> [EXCERPTED TEXT]
※ ※ ※

Spillover from the Gulf
The Gulf crisis, pitting Saudi Arabia and the United Arab Emirates (UAE), on one side, against Qatar (and, indirectly, Turkey) on the other, has spilled into Africa, particularly the Horn, complicating relations among states and often aggravating instability. Even preceding that crisis, both Riyadh and Abu Dhabi, propelled partly by the Saudi-led war in Yemen, had signed military cooperation agreements with various states in the Horn – Saudi Arabia with Djibouti and Sudan; the UAE with Eritrea, Somalia and Somaliland – thus strengthening their relations and presence on the Red Sea. Eritrea, Djibouti and Somaliland allowed their airstrips and ports to be used as military logistics hubs. Both Sudan, which curtailed its ties with Iran to join the Saudi coalition, and Somalia committed forces to the Yemen campaign.
The Saudi and Emirati spat with Qatar, however, put this expansion in a new light. Most Horn of Africa states have traditionally pursued good relations across the Gulf. Now they are under pressure to pick sides. Gulf powers’ competition has rekindled old hostilities and sown new tension between Sudan and Egypt, Egypt and Ethiopia, and Ethiopia and Eritrea.
Somalia may be most vulnerable. Saudi Arabia, the UAE, Egypt (which largely aligns with the Saudis and Emiratis), Turkey and Qatar are all big donors and investors. Attempts by Somali President Mohamed Abdullahi Mohamed “Farmajo” to steer a neutral course prompted Gulf powers, notably the UAE, to directly approach Somalia’s federal states, thus bypassing Mogadishu and aggravating tension between the capital and local governments. In December 2017, Farmajo’s suspicions that the UAE was actively fomenting opposition triggered a crackdown on politicians accused of receiving Emirati funds. The Gulf spat has thus split Somalia’s government and institutions into two feuding camps, further eroding modest gains made to stabilise the country that, even before that crisis, were tenuous.
Even more perilous to regional stability is mounting tension between Sudan and Egypt, whose relations a disputed border region and trade quarrels had already strained. Relations have been further tested by Khartoum’s willingness to allow members of the Egyptian Muslim Brotherhood to visit and consult with sympathetic groups in Sudan following their 2013 expulsion from Egypt after President Abdel Fattah el-Sisi came to power. Khartoum accuses Egypt of arming Sudanese rebels from Darfur now active in southern Libya, where they fight as mercenaries for the Egypt-backed Libyan National Army. Cairo strenuously denies the accusation.
Ethiopia and Eritrea – the region’s most intractable enemies – have been drawn in. Ethiopia’s decision to construct a dam on the Blue Nile, thus affecting the flow of water downstream, has increased tensions with Egypt. In response, Cairo has strengthened ties to Eritrea and South Sudan – the latter of which Ethiopia sees as being within its own sphere of influence – deepening Addis Ababa’s unease. Frequent, usually technical negotiations reduce the likelihood of a water war. But Turkish President Recep Erdoğan’s visit to Sudan at the end of December 2017 risks upsetting the fragile equilibrium. Turkey, already a big player in Somalia, rival of Egypt under Sisi and supporter of the Muslim Brotherhood, signed a deal to develop the ancient Ottoman port of Suakin on Sudan’s Red Sea coast. Cairo sees this move as a direct challenge to its own influence. Soon after Erdoğan’s visit, unverified reports emerged of an Egyptian military deployment at the Eritrean military base of Sawa, near the Sudanese border. The story precipitated an announcement by Khartoum that it had closed the Eritrea border and deployed thousands of militias east.

※ ※ ※

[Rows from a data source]

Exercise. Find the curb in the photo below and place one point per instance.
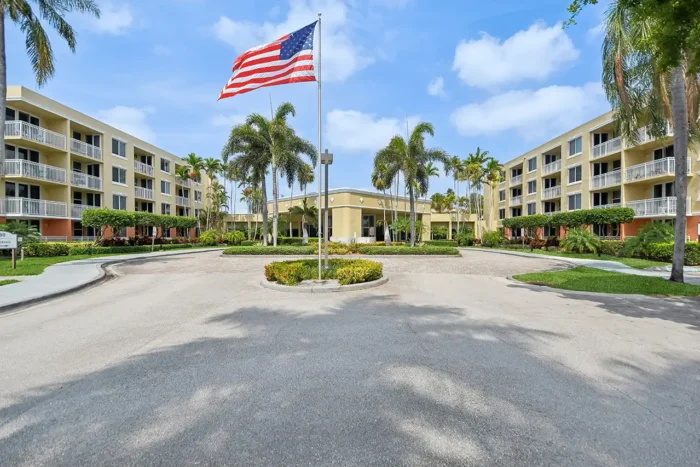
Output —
(334, 289)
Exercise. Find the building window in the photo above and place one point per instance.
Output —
(119, 175)
(532, 187)
(575, 202)
(119, 202)
(532, 164)
(118, 148)
(575, 147)
(575, 174)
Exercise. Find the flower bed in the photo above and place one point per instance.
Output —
(346, 271)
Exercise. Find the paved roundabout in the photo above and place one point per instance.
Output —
(187, 360)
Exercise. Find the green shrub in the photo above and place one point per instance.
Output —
(664, 252)
(581, 241)
(402, 250)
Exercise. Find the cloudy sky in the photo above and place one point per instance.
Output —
(502, 75)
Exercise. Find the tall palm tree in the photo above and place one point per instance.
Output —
(410, 158)
(645, 94)
(37, 43)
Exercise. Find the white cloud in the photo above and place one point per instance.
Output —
(533, 114)
(436, 87)
(130, 120)
(113, 19)
(533, 54)
(341, 56)
(357, 131)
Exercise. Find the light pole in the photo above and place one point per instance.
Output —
(326, 159)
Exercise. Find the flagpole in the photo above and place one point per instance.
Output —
(318, 78)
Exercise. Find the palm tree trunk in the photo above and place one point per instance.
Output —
(680, 150)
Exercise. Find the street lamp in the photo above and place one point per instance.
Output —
(326, 159)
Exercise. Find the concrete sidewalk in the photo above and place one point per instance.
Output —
(690, 277)
(70, 276)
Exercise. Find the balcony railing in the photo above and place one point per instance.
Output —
(29, 169)
(609, 147)
(20, 129)
(657, 207)
(552, 167)
(85, 181)
(552, 192)
(608, 179)
(142, 168)
(26, 207)
(86, 150)
(143, 193)
(658, 168)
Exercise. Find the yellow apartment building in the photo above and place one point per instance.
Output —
(60, 162)
(592, 167)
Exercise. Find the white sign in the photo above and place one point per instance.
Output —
(8, 241)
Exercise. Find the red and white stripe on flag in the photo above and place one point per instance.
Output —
(289, 59)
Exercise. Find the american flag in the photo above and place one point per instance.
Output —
(289, 59)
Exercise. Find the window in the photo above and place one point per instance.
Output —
(575, 146)
(119, 202)
(119, 175)
(532, 164)
(574, 174)
(532, 187)
(575, 202)
(118, 148)
(531, 209)
(165, 165)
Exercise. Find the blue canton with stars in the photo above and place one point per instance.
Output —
(303, 39)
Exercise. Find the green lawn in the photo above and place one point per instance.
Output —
(596, 280)
(636, 263)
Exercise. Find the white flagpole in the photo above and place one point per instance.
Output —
(318, 78)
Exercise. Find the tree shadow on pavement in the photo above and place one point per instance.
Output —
(370, 380)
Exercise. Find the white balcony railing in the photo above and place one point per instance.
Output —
(552, 167)
(26, 207)
(143, 193)
(24, 130)
(552, 192)
(608, 179)
(85, 181)
(657, 207)
(84, 149)
(29, 169)
(609, 147)
(658, 168)
(142, 168)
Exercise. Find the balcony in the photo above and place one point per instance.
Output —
(85, 181)
(143, 169)
(609, 147)
(553, 192)
(26, 207)
(85, 150)
(552, 167)
(143, 193)
(657, 207)
(613, 178)
(33, 170)
(24, 130)
(660, 168)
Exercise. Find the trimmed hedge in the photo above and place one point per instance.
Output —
(402, 250)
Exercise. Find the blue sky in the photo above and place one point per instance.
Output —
(502, 75)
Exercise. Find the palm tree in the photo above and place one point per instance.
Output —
(37, 43)
(644, 93)
(410, 159)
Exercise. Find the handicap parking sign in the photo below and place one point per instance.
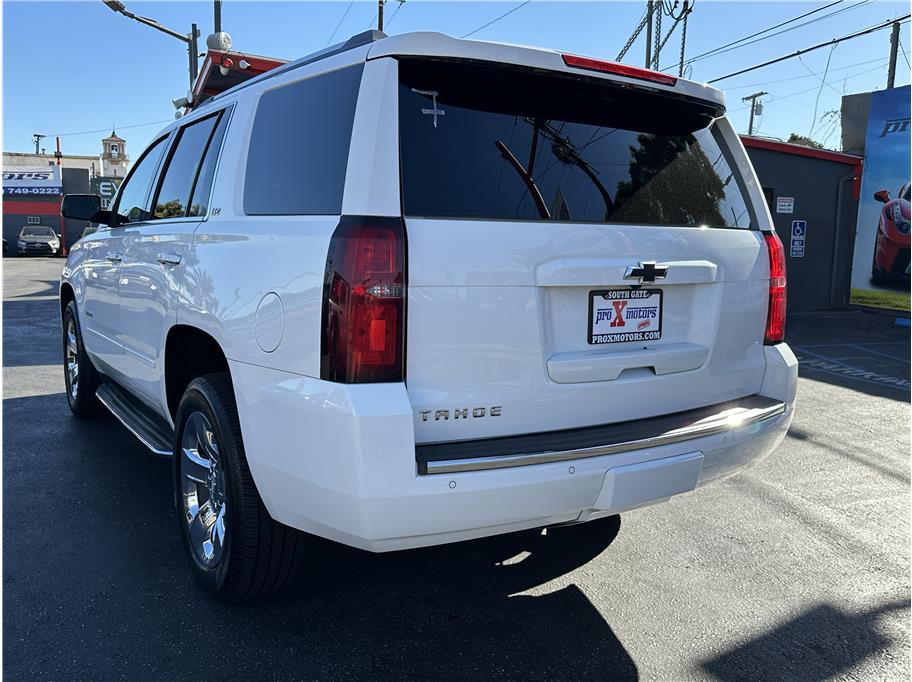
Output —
(799, 232)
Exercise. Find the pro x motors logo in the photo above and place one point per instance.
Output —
(618, 315)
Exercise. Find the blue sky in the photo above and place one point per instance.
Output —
(70, 67)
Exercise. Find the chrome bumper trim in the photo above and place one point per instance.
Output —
(718, 423)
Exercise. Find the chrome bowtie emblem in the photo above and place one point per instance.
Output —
(646, 271)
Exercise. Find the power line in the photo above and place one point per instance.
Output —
(881, 60)
(803, 92)
(344, 14)
(753, 35)
(395, 12)
(104, 130)
(834, 41)
(494, 21)
(790, 28)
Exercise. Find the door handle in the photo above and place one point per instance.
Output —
(169, 258)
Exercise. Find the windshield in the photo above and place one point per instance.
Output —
(481, 143)
(37, 231)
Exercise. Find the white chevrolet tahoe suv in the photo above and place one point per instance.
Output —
(414, 290)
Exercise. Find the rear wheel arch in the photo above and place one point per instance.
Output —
(189, 353)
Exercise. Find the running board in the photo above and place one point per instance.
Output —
(151, 430)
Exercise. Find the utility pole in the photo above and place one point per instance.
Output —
(894, 45)
(756, 107)
(649, 12)
(190, 39)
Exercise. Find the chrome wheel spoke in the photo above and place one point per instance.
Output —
(193, 466)
(72, 359)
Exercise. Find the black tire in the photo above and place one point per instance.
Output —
(258, 555)
(82, 400)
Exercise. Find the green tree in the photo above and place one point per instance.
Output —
(804, 140)
(672, 182)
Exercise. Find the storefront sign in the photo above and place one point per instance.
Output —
(31, 181)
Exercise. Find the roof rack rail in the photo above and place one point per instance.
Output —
(358, 40)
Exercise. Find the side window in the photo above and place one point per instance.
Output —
(199, 202)
(183, 167)
(133, 198)
(299, 146)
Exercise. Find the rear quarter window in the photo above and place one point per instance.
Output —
(299, 146)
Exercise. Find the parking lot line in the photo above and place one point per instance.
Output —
(839, 368)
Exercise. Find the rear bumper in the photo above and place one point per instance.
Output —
(339, 461)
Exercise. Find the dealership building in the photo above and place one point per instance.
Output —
(33, 185)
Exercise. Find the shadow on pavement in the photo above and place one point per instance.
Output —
(96, 583)
(822, 643)
(854, 349)
(31, 332)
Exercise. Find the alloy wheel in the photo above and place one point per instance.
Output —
(203, 490)
(72, 360)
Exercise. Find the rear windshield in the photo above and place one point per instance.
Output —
(492, 143)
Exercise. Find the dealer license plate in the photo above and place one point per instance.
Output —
(620, 315)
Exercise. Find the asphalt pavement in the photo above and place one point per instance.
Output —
(796, 569)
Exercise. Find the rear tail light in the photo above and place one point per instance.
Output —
(618, 69)
(775, 319)
(363, 336)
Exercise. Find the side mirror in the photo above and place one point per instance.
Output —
(85, 207)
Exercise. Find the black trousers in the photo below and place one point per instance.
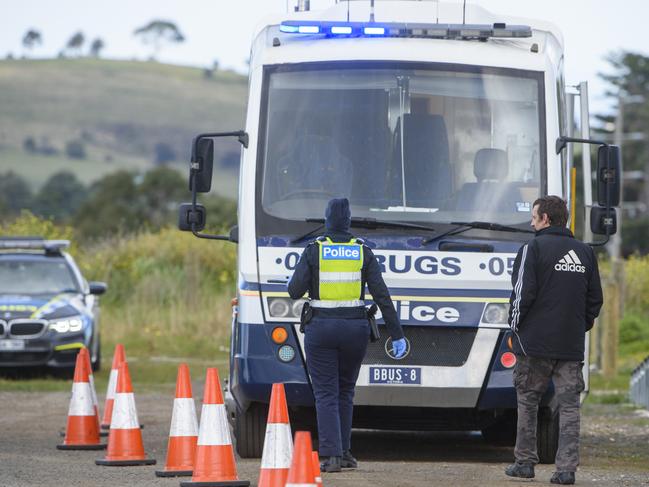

※ ※ ※

> [PARTS OF THE EXERCISE]
• A. In the passage on the Gulf crisis spilling into the Horn of Africa, which port did Turkey sign a deal to develop?
• B. Carry the passage on the Gulf crisis in the Horn of Africa forward from its final sentence.

> [TASK RESULTS]
• A. The ancient Ottoman port of Suakin, on Sudan's Red Sea coast.

• B.
Whether the escalation was genuine or a means for Khartoum to distract attention from an economic crisis at home remains to be seen. Clearly, though, Gulf and Middle Eastern politics are having a profound impact on the Horn. The African Union (AU) has expressed unease at growing geopolitical tensions in the Red Sea and Gulf of Aden and mooted a joint Gulf-Horn summit in 2018. These dynamics should be watched carefully in 2018. At present, with U.S. influence declining and the UN Security Council divided, the European Union (EU) is one of few actors that could help prevent inadvertent conflict escalation among these many actors, by positioning itself as an honest broker and potentially pushing for discrete confidence-building measures. Given cross-regional dynamics, the EU should redouble efforts to coordinate internally among the regional divisions of its own European External Action Service (EEAS) and between the EEAS and other services. Another war in the Horn would have disastrous humanitarian consequences and undercut Europe’s efforts to counter terrorism and control the flow of migrants.
Europe’s relations with Africa
2018 also will be an important year for Europe’s relations with the continent. By September, the EU must begin renegotiating the Cotonou Agreement, its partnership with 79 African, Caribbean and Pacific countries, which expires in 2020. The agreement’s development fund finances the African Peace Facility, which supports many of the AU’s peace and security activities. Agreeing on a new funding mechanism that is predictable – to enable the AU to do more medium-term planning – but also flexible, allowing for new initiatives and adaptation to emerging threats, is vital.
Renegotiations over Cotonou and the EU’s development aid come as European policy in parts of Africa appears increasingly military-centric.Motives driving European support for the G5 Sahel Joint Force, established chiefly to fight jihadists across the Sahel, are understandable: military action must be an important component of the response to such groups which pose a threat to UN peacekeepers that they cannot confront alone. But, as examined below, the force risks stirring up a hornet’s nest unless accompanied by support for negotiated political settlements, local peacebuilding and steps to minimise the risk that sponsorship of militias might aggravate local conflicts. Increased Western military support also could reinforce the authoritarian tendencies of some Sahel leaders. Excessive militarisation risks worsening – terrorism and migration – the very trends Europe wishes to curb.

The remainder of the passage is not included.